[Voci di puntamento di oggetti con nome]
= = = = = = =
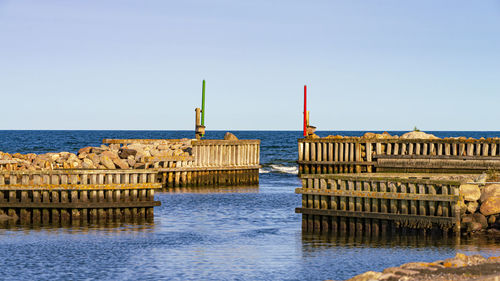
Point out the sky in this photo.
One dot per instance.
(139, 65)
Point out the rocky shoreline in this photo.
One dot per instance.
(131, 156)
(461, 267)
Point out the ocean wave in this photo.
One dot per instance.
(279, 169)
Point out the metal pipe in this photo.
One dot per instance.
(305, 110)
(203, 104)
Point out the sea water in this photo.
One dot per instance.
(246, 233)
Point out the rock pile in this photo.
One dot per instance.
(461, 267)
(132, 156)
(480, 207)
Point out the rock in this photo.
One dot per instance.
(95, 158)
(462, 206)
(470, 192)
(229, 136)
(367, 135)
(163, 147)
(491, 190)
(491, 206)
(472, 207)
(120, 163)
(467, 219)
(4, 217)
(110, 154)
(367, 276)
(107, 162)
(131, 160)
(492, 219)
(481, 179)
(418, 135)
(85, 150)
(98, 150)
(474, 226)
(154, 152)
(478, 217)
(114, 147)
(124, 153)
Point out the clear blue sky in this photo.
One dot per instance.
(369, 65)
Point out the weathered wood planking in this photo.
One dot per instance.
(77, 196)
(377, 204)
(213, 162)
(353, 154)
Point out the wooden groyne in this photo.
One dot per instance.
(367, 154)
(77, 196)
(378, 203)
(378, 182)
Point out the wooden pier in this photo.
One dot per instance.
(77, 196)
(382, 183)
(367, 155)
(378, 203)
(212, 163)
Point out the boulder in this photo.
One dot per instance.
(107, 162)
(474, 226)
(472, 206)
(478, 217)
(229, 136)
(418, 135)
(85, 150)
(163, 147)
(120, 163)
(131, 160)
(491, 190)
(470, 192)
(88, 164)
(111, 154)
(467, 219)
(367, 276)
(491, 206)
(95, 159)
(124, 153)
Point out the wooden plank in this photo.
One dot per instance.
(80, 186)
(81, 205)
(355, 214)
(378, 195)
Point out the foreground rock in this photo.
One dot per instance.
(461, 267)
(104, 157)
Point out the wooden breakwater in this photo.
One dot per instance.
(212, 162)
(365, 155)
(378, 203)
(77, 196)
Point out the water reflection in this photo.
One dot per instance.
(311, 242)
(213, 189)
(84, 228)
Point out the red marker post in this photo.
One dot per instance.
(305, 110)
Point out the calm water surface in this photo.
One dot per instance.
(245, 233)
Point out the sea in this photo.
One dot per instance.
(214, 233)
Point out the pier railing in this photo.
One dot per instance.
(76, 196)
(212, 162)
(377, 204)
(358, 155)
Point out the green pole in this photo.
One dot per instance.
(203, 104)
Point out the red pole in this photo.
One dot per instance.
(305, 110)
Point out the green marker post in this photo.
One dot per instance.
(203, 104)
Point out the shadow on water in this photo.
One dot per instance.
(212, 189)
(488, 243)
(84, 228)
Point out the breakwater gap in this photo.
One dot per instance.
= = = = = = =
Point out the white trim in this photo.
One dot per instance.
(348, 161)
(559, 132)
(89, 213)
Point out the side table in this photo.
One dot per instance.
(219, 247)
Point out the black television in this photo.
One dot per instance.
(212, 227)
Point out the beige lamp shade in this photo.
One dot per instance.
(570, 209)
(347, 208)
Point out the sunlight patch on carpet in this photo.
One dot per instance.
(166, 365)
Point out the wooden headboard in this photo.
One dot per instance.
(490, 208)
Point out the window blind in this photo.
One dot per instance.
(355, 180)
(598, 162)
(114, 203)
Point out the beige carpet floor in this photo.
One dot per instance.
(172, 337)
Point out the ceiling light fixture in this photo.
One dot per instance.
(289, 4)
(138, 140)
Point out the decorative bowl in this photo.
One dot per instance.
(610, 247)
= = = = = = =
Consegna ::
Seleziona tra le righe qui sopra tutte quelle che contengono la parola "green" e ricopiale. Maiuscole e minuscole vanno rispettate.

Risposta corretta ::
Point out the green pole in this photo.
Point out the green marker post in this photo.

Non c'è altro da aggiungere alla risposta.